Provided information.
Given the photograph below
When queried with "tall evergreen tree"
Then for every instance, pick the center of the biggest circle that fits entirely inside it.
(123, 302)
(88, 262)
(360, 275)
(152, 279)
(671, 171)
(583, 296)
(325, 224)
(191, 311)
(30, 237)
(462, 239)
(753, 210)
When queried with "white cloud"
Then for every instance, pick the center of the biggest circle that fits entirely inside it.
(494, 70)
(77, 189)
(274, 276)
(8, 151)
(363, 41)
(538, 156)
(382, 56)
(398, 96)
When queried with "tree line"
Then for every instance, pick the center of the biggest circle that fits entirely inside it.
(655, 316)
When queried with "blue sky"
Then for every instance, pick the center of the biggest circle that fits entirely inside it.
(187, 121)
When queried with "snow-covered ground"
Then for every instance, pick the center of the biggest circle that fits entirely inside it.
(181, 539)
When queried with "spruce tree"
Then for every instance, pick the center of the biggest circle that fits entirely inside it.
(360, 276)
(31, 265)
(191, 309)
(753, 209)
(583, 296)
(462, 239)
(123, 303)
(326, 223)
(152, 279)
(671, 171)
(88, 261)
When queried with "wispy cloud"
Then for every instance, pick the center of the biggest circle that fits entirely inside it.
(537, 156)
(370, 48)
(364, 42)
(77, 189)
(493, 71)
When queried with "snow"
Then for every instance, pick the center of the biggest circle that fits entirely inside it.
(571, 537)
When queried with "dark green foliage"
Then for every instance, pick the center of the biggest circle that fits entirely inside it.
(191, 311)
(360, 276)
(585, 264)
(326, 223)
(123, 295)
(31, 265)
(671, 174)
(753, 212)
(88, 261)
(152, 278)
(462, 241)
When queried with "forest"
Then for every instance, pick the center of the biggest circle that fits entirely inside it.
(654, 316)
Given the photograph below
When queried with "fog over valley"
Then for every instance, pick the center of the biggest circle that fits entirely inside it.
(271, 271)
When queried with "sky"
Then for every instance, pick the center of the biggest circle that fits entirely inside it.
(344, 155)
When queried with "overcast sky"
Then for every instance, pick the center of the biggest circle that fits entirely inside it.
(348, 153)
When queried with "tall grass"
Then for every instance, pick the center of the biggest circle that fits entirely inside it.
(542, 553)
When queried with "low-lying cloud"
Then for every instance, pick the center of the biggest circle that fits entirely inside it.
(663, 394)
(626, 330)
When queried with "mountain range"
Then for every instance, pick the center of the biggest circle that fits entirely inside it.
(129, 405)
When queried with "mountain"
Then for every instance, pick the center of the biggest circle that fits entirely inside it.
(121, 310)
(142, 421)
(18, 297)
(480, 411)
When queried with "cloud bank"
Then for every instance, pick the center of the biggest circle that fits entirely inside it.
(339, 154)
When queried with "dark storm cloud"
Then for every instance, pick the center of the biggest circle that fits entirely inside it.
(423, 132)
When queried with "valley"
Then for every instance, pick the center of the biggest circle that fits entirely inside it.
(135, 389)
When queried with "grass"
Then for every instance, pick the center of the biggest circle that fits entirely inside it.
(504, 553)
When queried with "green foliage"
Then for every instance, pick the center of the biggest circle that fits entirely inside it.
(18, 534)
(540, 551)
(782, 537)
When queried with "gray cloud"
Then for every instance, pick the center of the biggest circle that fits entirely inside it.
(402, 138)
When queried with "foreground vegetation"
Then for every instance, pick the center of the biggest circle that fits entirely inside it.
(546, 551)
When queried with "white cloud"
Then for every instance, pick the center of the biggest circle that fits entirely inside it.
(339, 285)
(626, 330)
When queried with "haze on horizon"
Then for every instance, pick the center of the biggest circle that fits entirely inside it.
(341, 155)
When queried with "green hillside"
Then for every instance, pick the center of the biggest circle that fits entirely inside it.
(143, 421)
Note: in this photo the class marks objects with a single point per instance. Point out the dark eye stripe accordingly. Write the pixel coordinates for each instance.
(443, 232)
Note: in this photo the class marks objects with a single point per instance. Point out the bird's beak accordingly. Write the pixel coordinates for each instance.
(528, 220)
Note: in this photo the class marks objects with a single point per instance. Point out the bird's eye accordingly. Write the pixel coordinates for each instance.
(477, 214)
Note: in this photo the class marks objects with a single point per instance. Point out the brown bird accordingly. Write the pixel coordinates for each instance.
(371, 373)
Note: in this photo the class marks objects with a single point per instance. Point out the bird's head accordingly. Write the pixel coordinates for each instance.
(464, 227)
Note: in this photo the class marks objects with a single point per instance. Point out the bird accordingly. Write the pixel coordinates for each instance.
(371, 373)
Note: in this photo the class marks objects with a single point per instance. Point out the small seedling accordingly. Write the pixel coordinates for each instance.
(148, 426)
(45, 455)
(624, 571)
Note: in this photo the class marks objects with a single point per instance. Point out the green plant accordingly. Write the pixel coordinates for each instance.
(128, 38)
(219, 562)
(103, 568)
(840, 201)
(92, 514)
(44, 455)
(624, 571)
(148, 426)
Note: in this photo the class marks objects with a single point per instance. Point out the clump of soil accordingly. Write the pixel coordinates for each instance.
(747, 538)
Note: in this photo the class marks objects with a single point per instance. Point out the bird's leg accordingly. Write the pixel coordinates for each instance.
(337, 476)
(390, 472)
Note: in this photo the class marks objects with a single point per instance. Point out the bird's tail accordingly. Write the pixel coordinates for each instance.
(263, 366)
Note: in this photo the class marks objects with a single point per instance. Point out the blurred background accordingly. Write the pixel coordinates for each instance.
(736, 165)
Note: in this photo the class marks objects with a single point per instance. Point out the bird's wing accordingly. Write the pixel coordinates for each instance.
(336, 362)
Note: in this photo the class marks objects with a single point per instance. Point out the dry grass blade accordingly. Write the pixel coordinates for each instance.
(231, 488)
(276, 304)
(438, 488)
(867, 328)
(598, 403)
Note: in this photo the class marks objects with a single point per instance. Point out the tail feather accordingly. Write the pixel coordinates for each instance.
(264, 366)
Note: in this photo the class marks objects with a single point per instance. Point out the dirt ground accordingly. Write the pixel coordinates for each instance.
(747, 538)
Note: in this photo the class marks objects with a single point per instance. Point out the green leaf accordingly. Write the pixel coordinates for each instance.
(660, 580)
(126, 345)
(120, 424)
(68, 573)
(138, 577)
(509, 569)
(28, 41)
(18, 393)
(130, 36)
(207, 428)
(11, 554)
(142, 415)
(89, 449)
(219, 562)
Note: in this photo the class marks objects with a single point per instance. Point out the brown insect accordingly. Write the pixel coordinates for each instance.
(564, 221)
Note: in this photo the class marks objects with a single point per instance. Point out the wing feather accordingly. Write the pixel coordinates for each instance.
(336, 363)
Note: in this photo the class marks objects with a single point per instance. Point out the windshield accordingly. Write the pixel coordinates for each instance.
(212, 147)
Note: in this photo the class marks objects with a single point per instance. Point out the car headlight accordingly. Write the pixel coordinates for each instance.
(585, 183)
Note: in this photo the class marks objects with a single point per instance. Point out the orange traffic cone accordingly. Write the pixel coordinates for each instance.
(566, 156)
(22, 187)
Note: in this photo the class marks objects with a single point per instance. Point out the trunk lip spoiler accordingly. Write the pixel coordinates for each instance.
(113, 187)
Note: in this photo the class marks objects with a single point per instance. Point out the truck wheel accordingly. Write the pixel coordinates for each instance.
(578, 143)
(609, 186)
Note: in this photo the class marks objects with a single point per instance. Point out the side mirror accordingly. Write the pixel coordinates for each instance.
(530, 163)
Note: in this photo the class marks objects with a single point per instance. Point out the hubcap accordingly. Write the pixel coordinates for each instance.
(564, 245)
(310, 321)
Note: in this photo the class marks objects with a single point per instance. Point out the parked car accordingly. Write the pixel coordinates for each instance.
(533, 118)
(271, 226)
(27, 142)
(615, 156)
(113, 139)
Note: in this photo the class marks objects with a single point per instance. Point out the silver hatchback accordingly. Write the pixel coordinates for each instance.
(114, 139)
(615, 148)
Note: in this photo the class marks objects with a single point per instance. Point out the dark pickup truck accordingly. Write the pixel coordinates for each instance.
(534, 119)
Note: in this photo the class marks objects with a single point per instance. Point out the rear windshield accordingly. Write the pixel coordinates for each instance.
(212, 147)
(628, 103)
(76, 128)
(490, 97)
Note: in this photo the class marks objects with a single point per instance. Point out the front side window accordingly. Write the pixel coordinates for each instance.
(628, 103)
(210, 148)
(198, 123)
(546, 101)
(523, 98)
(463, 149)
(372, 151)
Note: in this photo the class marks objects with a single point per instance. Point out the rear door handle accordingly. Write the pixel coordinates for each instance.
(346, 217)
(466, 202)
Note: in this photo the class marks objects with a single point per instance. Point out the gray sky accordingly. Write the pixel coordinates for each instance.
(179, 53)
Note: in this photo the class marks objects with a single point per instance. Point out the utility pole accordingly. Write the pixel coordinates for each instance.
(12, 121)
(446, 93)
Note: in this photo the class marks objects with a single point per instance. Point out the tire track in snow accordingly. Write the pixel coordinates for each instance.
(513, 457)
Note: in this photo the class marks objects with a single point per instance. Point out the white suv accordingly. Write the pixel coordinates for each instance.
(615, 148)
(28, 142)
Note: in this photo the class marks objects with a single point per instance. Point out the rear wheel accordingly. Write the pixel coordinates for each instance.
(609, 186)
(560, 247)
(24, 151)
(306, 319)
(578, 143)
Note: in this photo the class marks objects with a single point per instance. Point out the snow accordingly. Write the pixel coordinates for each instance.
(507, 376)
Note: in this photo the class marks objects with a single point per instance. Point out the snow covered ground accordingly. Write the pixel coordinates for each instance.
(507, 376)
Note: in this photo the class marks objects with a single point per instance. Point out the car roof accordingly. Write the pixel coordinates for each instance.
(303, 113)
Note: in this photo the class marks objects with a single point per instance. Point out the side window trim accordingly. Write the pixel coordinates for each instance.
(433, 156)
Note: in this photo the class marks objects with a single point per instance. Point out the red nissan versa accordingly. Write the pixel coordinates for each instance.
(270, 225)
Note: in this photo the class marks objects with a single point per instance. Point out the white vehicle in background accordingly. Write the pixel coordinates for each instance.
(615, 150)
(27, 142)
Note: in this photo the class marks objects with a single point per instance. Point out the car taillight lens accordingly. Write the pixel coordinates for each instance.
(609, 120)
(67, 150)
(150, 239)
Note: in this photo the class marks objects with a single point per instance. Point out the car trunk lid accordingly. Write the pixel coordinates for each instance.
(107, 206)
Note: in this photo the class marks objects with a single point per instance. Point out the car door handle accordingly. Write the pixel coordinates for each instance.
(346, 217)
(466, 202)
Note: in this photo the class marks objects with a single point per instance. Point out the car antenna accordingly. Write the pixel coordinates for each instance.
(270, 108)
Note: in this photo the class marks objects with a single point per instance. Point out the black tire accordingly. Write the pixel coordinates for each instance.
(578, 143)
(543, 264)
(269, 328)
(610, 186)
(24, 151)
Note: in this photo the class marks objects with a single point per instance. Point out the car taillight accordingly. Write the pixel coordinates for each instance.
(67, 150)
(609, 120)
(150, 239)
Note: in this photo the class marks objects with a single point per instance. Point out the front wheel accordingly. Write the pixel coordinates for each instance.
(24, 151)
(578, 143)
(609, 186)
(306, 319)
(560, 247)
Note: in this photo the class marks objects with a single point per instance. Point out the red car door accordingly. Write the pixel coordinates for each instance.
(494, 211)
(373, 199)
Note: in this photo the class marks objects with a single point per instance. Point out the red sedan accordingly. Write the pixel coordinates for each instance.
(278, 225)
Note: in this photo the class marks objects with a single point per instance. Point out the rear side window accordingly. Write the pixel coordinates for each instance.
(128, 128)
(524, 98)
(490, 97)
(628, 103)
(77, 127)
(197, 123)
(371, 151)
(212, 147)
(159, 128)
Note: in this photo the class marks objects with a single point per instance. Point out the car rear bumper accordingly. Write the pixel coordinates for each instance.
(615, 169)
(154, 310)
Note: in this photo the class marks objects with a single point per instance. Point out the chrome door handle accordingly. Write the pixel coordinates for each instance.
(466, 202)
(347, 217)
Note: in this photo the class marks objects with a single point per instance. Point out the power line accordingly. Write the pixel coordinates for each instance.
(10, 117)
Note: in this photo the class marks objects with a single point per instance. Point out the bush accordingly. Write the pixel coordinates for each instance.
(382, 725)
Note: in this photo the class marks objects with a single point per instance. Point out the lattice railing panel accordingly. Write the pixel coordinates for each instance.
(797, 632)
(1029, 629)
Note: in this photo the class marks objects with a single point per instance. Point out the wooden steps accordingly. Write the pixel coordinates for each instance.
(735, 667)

Requirement. Set down only these lines, exactly: the line containing "out the power" and each line after it, through the end of the listing.

Response.
Note: in this photo the class marks objects with a single point per instance. Point out the power line accordingly. Write the pixel coordinates for each instance.
(10, 117)
Note: in this photo the class marks objects with a single point per instance. Point out the bush accordingly. Write the pixel coordinates for each instance.
(382, 725)
Note: in this photo the class marks objects with a single point per instance. Point out the lattice railing panel accordingly. Write the pixel coordinates for each instance.
(797, 632)
(1029, 629)
Note: in this photo the class marks objects with a single point per instance. Point out the wooden steps accordingly. Write the pixel coordinates for each instance.
(735, 667)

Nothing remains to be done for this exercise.